DOCUMENT SEGMENT:
_ _ _

Precision Assembly Stages: Upgrading from AC Induction Motors to Servos

For engineers designing high-speed automated assembly lines, the difference between a standard AC induction motor and a modern servo system often dictates the throughput of the entire machine. "The cycling performance of the servo motor is far and away better than what we can achieve with the AC motor," says Bill Nott, Application Engineer at Stelron.

Stelron specializes in designing and manufacturing precision motion systems, including the Precision Link Chassis (P-Link) and Rotary Assembly Dial (RAD) index tables. These platforms are the backbone of their customer’s automated manufacturing lines, used extensively in packaging, medical device assembly, and industrial processing. To maximize throughput in these applications, the motor driving the input shaft must provide precise control over the index and dwell cycles.

Historically, Stelron relied on commercial AC induction motors paired with variable frequency drives (VFDs) to power its chassis. While functional, this setup introduced complexity when precise cycling was required. Achieving a specific index-and-dwell motion profile often necessitated external feedback devices.

"With the AC setup, I have to worry about acquiring a sensor to simulate that it's [in] dwell and then stopping it," Bill explains.

By switching to Teknic’s ClearPath integrated servos, Stelron eliminated the need for these external sensors. ClearPath combines the brushless servo motor, encoder, drive, and controller into a single compact package. Because the motion profiles are handled internally by the servo's controller, the positioning is exact and repeatable without requiring a PLC to manage external sensor triggers.

"It's directly programmed into the servo move," Bill notes. This transition has allowed Stelron to offer tighter control over its conveyor indexing. The shift in performance was significant enough that one of Stelron’s customers—a major global pharmaceutical and medical device manufacturer—"lock, stock and barrel switched out all the AC inverters in lieu of Teknic NEMA56 [servo motors]."

Beyond simple motion control, the switch to servo technology provided Stelron with a new window into their machine mechanics. The ClearPath MSP (Motor Setup Program) software includes a built-in digital oscilloscope and a suite of diagnostic tools that allows users to visualize performance data such as torque, velocity, and tracking error in real-time.

For Bill, this data is vital not just for tuning the motor, but for diagnosing the mechanical health of the assembly line itself. "We always scope the motor," says Bill. "We have been able to look at the gross information coming out of the scope to be able to target some downstream mechanical issues."

By analyzing the torque feedback, Stelron can identify binding or resistance in the various mechanical linkages, ensuring the system runs smoothly before it leaves the factory floor.

Stelron integrates various ClearPath motor sizes depending on the specific machine requirements. They typically utilize the NEMA 56C AC-input motors for their heavy-duty Precision Link (P-Link) chassis, while deploying NEMA 23 or 34 DC-input motors for the Rotary Assembly Dial (RAD) systems.

"I love the little DC motor," Bill says, noting that the NEMA 34 ClearPath is "a great substitution for a traditional permanent magnet DC motor with an SCR [Silicon-Controlled Rectifier] drive."

Regardless of the frame size, the software interface and ease-of-use remain primary drivers for the engineering team. The ability to connect a PC and immediately test the mechanics streamlines the factory acceptance process. "The ease of being able to drive it right from the graphical screen from MSP is what sold me on using the product," Bill explains. "I just plug the laptop into it and I can run it straight from the laptop."

This combination of performance and usability has made Teknic the preferred standard for Stelron's designs. Bill concludes, "We try to push Teknic wherever we can and we love the products."

_ _ _

(Region pointing data)
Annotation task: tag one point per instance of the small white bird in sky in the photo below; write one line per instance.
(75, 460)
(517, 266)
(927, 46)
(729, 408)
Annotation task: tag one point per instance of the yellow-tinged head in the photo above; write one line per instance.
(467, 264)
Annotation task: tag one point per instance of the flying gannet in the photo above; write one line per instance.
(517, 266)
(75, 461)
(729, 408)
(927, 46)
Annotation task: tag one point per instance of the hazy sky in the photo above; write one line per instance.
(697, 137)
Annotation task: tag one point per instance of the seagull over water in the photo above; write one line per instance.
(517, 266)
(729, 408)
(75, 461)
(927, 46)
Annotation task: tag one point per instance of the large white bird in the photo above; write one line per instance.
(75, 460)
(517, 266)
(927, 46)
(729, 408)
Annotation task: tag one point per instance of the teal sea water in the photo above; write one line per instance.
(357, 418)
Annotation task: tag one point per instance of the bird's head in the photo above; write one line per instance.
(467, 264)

_ _ _

COMPLETE THE FOLLOWING:
- 1) Do these statements agree with the article on Stelron's servo upgrade? (a) Stelron uses NEMA 56C AC-input motors for its P-Link chassis. (b) With ClearPath, a PLC still has to manage external sensor triggers. (c) The MSP software includes a built-in digital oscilloscope. Answer yes or no for each, and quote the deciding words of the article exactly.
- 2) Can you repeat, word for word, the part of the article on Stelron's servo upgrade that opens with the words containing "Beyond simple motion" and closes with "error in real-time."?
This data is separate material, unrelated to the article on Stelron's servo upgrade.

ANSWERS FOR THE TASKS:
- 1)
(a) Yes: "They typically utilize the NEMA 56C AC-input motors for their heavy-duty Precision Link (P-Link) chassis"
(b) No: "without requiring a PLC to manage external sensor triggers"
(c) Yes: "includes a built-in digital oscilloscope"

- 2)
Beyond simple motion control, the switch to servo technology provided Stelron with a new window into their machine mechanics. The ClearPath MSP (Motor Setup Program) software includes a built-in digital oscilloscope and a suite of diagnostic tools that allows users to visualize performance data such as torque, velocity, and tracking error in real-time.